→ What to produce
Using the line that contains "negative clicks: (241, 28) (271, 56)" as the first line and the last line of the data as the final one, give every line in that range again exactly.

[Records drawn from a dataset]
=-=-=
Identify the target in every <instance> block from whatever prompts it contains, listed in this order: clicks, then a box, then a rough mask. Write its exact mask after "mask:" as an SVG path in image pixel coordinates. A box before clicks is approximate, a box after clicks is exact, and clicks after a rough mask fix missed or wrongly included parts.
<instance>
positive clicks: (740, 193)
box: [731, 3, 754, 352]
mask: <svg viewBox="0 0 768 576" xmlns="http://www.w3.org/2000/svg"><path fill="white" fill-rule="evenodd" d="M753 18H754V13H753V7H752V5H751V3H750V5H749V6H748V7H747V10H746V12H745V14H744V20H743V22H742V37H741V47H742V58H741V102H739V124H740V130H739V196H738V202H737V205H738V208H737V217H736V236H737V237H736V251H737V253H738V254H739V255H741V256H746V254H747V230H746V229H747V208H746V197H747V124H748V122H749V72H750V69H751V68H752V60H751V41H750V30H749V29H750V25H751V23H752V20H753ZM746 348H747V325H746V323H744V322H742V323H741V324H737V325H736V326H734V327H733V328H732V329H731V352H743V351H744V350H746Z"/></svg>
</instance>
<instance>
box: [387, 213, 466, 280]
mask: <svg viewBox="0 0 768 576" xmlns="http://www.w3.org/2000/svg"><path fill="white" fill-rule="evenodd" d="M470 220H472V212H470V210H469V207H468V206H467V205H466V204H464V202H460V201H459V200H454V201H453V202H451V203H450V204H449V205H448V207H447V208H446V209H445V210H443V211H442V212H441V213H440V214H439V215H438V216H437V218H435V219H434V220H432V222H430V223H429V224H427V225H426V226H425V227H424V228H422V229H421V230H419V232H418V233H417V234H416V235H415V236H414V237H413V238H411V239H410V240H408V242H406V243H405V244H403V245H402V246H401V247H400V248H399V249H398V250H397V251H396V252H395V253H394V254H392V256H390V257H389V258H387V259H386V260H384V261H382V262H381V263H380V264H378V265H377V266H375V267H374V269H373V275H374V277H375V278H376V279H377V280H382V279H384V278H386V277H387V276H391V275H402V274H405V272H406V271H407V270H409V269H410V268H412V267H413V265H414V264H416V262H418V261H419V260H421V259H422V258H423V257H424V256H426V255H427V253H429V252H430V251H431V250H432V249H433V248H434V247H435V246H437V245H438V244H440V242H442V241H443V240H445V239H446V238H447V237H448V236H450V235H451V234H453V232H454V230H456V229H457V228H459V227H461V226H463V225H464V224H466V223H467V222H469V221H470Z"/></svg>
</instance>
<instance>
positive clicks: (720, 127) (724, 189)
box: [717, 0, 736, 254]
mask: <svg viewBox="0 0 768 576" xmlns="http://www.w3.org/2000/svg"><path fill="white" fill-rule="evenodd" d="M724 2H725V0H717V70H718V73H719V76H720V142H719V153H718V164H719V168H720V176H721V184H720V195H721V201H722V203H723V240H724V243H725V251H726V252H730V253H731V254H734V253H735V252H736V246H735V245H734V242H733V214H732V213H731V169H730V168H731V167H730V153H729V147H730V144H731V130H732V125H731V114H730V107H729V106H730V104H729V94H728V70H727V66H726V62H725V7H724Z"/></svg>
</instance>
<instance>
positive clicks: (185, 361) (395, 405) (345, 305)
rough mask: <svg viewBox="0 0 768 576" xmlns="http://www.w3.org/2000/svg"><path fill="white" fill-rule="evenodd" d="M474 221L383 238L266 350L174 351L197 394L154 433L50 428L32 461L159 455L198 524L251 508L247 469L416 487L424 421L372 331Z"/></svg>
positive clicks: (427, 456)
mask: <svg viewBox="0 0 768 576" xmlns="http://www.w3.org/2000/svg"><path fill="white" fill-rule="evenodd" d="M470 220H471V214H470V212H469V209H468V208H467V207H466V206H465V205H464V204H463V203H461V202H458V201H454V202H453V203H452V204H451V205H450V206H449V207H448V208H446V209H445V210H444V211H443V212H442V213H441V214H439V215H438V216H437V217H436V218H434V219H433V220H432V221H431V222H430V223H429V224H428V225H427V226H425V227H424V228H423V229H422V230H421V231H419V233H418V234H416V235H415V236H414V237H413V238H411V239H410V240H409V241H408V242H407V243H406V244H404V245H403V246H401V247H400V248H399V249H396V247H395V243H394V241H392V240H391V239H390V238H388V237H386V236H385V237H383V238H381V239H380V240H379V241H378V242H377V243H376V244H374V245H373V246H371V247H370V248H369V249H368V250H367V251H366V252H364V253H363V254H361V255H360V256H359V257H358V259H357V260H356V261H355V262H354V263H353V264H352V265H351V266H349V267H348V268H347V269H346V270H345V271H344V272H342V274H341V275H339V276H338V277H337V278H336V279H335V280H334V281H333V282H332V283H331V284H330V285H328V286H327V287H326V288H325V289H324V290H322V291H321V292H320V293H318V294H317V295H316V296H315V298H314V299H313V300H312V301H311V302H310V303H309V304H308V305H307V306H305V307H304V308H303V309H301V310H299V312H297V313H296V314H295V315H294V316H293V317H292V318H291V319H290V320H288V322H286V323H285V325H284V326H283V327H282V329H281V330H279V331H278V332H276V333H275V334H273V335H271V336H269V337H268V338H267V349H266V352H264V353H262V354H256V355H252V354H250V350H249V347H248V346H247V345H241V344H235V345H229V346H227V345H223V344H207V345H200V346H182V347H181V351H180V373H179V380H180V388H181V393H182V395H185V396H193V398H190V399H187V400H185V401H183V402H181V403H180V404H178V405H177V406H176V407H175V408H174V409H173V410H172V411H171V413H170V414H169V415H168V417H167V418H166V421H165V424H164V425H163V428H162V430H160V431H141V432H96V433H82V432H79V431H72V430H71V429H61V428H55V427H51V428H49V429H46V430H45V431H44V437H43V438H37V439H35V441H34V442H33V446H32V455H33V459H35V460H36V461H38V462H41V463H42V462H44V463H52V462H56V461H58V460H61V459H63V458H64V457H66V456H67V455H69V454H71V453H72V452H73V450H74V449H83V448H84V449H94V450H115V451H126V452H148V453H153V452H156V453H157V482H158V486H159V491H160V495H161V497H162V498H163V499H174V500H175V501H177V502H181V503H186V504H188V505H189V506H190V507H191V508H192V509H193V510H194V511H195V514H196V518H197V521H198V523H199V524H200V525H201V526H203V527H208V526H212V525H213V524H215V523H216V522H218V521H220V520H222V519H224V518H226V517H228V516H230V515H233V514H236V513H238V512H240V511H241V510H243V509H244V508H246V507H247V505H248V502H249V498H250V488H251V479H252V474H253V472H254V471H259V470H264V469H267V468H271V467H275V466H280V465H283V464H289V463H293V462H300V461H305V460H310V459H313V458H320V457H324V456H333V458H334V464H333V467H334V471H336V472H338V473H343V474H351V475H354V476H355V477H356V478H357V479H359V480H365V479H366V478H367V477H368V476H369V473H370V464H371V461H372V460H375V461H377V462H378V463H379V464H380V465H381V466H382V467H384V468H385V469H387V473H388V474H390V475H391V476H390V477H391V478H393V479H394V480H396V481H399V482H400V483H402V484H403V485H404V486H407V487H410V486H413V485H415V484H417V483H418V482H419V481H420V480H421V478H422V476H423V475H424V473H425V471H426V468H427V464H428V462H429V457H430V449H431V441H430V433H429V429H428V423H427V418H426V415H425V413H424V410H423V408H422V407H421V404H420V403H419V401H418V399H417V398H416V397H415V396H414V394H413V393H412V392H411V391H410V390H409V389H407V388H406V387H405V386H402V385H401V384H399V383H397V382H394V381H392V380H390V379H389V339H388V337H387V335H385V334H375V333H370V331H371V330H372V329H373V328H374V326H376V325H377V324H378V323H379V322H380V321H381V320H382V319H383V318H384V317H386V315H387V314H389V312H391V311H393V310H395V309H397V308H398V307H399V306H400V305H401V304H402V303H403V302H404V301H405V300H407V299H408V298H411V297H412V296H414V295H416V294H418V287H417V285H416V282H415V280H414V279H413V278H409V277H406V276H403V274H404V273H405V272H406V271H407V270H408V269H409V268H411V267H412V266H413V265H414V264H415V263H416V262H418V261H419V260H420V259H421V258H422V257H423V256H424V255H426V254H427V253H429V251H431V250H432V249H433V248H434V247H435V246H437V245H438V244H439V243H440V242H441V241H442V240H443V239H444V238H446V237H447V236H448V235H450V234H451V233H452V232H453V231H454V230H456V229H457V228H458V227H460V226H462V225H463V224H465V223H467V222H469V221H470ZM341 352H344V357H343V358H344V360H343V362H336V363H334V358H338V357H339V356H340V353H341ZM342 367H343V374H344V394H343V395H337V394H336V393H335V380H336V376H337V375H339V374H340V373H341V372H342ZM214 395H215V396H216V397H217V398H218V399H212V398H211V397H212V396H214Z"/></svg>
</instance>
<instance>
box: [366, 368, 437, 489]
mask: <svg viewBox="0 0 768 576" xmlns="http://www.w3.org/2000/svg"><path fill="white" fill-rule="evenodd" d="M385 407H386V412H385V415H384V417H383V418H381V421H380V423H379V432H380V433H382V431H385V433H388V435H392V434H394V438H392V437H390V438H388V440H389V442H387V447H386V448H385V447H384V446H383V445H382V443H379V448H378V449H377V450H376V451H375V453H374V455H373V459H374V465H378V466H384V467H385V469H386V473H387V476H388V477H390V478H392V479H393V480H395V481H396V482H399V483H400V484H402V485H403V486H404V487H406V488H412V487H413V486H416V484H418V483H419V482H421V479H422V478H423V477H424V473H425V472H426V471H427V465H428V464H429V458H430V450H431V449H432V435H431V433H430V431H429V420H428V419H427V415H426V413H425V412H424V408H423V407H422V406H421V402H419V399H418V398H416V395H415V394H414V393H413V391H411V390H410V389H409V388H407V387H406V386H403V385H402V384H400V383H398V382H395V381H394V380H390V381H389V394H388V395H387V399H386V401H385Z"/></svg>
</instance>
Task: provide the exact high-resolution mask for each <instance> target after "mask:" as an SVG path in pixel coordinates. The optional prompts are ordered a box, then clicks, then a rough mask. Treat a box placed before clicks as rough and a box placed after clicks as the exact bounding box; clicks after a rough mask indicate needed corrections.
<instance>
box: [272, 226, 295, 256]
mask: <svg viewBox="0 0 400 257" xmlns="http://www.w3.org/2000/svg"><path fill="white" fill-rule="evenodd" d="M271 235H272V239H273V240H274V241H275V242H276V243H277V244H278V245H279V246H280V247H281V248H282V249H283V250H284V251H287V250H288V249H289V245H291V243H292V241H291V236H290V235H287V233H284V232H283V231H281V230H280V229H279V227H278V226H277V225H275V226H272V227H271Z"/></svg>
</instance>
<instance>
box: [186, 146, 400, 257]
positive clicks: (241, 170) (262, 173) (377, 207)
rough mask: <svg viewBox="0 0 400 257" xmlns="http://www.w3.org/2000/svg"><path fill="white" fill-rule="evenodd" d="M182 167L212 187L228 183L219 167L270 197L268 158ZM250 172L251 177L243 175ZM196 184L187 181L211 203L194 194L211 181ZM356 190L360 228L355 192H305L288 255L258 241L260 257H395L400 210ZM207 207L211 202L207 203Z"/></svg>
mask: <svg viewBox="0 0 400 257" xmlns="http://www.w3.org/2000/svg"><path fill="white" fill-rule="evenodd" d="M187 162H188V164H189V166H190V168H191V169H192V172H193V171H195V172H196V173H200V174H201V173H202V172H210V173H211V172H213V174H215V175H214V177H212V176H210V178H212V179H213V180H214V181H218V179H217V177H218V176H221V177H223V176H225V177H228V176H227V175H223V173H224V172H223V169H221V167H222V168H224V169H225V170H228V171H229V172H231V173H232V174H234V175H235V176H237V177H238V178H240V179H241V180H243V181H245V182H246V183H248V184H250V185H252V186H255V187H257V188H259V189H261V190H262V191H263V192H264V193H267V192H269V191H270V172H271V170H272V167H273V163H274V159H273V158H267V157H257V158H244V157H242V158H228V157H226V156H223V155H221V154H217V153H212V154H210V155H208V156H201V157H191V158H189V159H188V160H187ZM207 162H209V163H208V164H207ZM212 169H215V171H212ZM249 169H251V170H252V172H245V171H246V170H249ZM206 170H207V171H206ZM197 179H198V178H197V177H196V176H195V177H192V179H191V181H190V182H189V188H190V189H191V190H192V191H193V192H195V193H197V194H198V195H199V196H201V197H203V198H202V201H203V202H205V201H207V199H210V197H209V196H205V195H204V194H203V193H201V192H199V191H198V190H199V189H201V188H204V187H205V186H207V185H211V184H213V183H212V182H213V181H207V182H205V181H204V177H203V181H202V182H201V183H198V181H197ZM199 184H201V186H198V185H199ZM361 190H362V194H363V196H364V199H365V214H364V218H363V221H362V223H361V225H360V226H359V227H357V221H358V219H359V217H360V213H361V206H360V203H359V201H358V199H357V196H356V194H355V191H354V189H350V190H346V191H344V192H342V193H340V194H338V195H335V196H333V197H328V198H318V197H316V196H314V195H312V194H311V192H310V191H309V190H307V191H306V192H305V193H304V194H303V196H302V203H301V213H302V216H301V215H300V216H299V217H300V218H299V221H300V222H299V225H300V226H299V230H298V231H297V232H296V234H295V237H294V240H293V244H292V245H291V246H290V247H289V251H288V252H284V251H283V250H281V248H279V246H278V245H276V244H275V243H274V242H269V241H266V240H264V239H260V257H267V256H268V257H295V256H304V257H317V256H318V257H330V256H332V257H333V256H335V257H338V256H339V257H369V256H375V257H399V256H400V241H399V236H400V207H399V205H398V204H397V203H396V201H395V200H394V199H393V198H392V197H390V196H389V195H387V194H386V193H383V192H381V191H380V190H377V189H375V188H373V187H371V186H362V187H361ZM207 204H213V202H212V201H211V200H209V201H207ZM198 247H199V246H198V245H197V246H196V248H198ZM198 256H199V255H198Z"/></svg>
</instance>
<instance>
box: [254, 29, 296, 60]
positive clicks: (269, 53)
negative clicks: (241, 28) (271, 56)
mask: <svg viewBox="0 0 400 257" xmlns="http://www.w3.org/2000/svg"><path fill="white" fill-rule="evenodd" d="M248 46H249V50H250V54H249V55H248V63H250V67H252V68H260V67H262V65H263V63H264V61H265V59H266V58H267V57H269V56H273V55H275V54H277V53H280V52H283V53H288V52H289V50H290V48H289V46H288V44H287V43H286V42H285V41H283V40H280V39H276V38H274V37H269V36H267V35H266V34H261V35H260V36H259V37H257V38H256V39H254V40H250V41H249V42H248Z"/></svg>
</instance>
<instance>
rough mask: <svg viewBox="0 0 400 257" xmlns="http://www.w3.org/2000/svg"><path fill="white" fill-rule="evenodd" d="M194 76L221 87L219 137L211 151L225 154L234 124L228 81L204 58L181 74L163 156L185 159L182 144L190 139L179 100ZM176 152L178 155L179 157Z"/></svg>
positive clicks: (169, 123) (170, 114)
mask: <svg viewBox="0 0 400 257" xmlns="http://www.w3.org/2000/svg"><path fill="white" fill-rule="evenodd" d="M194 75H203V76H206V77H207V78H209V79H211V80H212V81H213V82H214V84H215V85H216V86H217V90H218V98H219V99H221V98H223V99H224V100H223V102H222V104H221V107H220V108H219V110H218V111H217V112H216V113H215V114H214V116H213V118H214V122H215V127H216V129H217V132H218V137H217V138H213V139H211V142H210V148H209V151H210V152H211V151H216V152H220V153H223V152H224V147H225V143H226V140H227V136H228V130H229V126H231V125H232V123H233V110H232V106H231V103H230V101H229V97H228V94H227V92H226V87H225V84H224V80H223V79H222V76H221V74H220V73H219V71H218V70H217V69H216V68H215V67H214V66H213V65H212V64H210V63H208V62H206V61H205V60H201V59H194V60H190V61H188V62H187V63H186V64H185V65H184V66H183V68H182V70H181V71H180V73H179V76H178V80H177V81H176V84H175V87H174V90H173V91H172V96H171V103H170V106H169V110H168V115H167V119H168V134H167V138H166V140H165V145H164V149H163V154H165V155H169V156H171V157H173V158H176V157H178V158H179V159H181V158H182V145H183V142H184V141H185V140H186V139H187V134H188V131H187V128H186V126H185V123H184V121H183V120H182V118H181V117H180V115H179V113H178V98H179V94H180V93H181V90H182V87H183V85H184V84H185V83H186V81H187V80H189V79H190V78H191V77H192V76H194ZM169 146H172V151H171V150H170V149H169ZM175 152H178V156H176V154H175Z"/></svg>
=-=-=
→ Solution for this task
negative clicks: (241, 28) (271, 56)
mask: <svg viewBox="0 0 400 257" xmlns="http://www.w3.org/2000/svg"><path fill="white" fill-rule="evenodd" d="M248 46H249V50H250V54H249V55H248V63H250V67H252V68H260V67H262V65H263V63H264V61H265V59H266V58H267V57H269V56H273V55H275V54H277V53H280V52H283V53H288V52H289V50H290V48H289V46H288V44H287V43H286V42H285V41H283V40H280V39H276V38H274V37H269V36H267V35H266V34H261V35H260V36H259V37H257V38H256V39H254V40H250V41H249V42H248Z"/></svg>
</instance>
<instance>
rough mask: <svg viewBox="0 0 400 257" xmlns="http://www.w3.org/2000/svg"><path fill="white" fill-rule="evenodd" d="M194 76L221 87L219 137L211 151L225 154L234 124L228 81L204 58L181 74L163 156L185 159L182 144L190 139L179 100ZM176 152L178 155L179 157Z"/></svg>
positive clicks: (169, 123) (170, 114)
mask: <svg viewBox="0 0 400 257" xmlns="http://www.w3.org/2000/svg"><path fill="white" fill-rule="evenodd" d="M194 75H203V76H206V77H207V78H209V79H211V80H212V81H213V82H214V84H215V85H216V86H217V90H218V98H219V99H221V98H223V99H224V100H223V102H222V104H221V107H220V108H219V110H218V111H217V112H216V113H215V114H214V116H213V118H214V122H215V127H216V129H217V132H218V137H217V138H213V139H211V142H210V148H209V151H210V152H211V151H216V152H220V153H223V152H224V147H225V143H226V140H227V136H228V130H229V126H231V125H232V123H233V110H232V106H231V103H230V101H229V97H228V94H227V92H226V87H225V84H224V80H223V79H222V76H221V74H220V73H219V71H218V70H217V69H216V68H215V67H214V66H213V65H212V64H210V63H208V62H206V61H205V60H201V59H194V60H190V61H188V62H187V63H186V64H185V65H184V66H183V68H182V70H181V71H180V73H179V76H178V80H177V81H176V84H175V87H174V90H173V91H172V96H171V103H170V106H169V110H168V115H167V119H168V134H167V138H166V140H165V145H164V149H163V154H165V155H169V156H171V157H173V158H176V157H178V158H179V159H181V158H182V145H183V142H184V141H185V140H186V139H187V134H188V131H187V128H186V126H185V123H184V121H183V120H182V118H181V117H180V115H179V113H178V98H179V94H180V93H181V90H182V87H183V85H184V84H185V83H186V81H187V80H189V79H190V78H191V77H192V76H194ZM169 146H172V151H171V150H170V149H169ZM175 152H178V156H176V154H175Z"/></svg>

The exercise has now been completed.